-- Task objective --
Print the following lines verbatim, reproducing each one without alteration.

-- Records provided --
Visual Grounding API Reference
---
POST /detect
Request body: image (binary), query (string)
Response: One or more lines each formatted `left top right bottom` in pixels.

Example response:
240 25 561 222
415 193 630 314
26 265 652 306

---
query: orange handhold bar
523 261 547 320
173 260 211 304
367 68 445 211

-- Output below --
Visual Grounding API Reference
---
POST /detect
Request body: image (binary), query (string)
Response: One or more lines each formatted `left top right bottom` in pixels.

Example response:
240 25 561 222
415 193 630 314
26 265 652 306

---
query: orange handhold bar
523 261 547 320
173 260 211 304
367 68 445 211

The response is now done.